> _Task requirements_
Can you rewrite the lines from the one containing "Annotation task: mark the cloud" through the last line, swapping "integer pixel coordinates" for "whole-number pixel coordinates" and changing nothing else?

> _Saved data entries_
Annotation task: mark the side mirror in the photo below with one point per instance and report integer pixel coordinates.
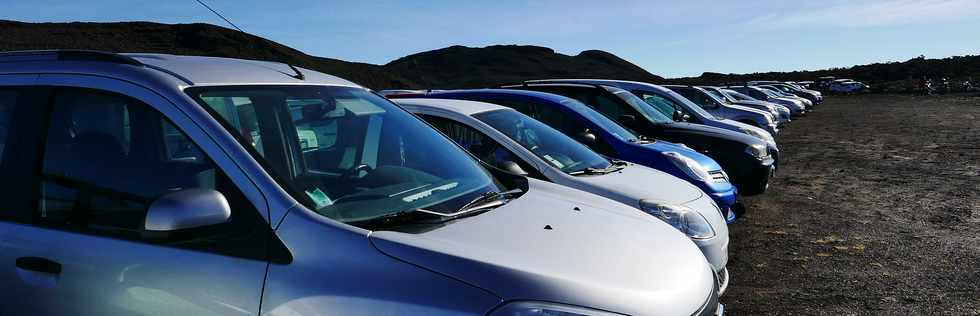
(512, 167)
(586, 138)
(627, 119)
(185, 209)
(681, 117)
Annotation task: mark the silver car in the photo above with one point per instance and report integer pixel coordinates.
(160, 184)
(779, 112)
(504, 137)
(718, 108)
(760, 94)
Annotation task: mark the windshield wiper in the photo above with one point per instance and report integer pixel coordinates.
(590, 171)
(394, 219)
(485, 201)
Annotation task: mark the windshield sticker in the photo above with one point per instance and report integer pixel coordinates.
(321, 199)
(554, 161)
(427, 193)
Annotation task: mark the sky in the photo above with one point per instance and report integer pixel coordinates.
(667, 38)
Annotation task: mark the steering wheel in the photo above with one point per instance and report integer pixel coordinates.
(354, 173)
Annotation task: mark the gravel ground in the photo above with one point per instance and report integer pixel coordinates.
(875, 210)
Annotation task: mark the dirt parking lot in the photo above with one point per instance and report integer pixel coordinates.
(875, 210)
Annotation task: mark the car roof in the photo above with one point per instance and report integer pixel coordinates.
(509, 92)
(459, 106)
(172, 69)
(219, 70)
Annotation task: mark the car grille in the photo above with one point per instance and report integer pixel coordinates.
(718, 176)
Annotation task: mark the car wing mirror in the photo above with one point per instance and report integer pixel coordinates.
(586, 137)
(511, 167)
(627, 119)
(185, 210)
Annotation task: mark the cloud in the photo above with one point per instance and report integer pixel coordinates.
(874, 13)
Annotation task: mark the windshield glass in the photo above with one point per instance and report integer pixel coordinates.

> _Task answer_
Annotation task: mark the cloud in the photo above with one point per instance and report whole-number pixel coordinates.
(874, 13)
Annotation task: mark the windshield glass in the photo above with one point per instance and report whole-number pixel coordinates.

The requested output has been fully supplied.